■ Work to complete ■
Return everything from the start of the records below down to the line containing "POLYGON ((256 192, 256", with that line included, copied word for word.

******

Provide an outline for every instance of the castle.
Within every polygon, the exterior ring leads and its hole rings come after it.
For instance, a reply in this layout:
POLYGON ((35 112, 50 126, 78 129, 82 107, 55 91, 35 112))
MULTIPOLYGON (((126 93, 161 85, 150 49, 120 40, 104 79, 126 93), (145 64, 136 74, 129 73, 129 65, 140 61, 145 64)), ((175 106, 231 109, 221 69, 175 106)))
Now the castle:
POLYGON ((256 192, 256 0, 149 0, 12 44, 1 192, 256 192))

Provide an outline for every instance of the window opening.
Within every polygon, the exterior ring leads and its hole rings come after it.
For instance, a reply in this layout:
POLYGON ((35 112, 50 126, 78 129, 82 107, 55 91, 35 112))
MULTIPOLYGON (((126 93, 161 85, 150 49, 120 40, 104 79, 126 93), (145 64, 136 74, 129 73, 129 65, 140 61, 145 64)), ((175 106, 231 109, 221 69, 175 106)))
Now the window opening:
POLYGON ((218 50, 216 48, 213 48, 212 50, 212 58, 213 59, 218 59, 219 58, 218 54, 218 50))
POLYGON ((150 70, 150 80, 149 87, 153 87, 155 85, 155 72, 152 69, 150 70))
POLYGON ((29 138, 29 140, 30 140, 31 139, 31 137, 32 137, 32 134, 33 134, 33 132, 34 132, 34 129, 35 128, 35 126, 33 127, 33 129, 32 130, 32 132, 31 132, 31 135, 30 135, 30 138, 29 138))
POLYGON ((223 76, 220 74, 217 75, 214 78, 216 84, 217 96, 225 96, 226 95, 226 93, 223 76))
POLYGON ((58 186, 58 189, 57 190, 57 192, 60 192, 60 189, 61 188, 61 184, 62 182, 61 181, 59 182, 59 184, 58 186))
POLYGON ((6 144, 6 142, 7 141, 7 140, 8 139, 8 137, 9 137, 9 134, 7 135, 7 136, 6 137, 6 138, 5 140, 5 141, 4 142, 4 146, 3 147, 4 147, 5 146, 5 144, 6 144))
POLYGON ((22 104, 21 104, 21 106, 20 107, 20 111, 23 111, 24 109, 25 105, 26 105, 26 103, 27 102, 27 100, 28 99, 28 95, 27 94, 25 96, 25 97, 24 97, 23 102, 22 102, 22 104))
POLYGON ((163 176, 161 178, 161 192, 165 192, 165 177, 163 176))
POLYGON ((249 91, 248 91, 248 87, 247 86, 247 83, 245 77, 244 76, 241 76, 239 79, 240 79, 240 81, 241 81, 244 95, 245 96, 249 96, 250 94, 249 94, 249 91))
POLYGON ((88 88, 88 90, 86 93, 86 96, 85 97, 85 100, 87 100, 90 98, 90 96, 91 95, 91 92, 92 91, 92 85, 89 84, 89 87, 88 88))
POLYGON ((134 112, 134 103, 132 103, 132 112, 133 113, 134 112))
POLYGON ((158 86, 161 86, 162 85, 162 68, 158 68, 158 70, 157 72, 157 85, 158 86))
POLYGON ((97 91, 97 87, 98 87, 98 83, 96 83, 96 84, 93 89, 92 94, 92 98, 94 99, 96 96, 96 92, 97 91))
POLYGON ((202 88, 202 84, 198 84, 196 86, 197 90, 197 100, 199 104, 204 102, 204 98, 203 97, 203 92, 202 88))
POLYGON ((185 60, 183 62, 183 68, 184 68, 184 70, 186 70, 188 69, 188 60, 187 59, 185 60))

******

■ Correct output ■
Provide an outline for every instance of the castle.
Within every polygon, the exterior ring leads and its hole rings come after it.
For instance, a reply in this layout:
POLYGON ((35 112, 50 126, 78 129, 82 107, 55 91, 35 112))
MULTIPOLYGON (((126 93, 161 85, 150 49, 120 40, 104 79, 126 93), (145 64, 136 74, 129 73, 129 65, 140 61, 145 64)), ((175 106, 231 109, 221 69, 175 106)))
Now the castle:
POLYGON ((256 192, 256 0, 149 0, 12 44, 1 192, 256 192))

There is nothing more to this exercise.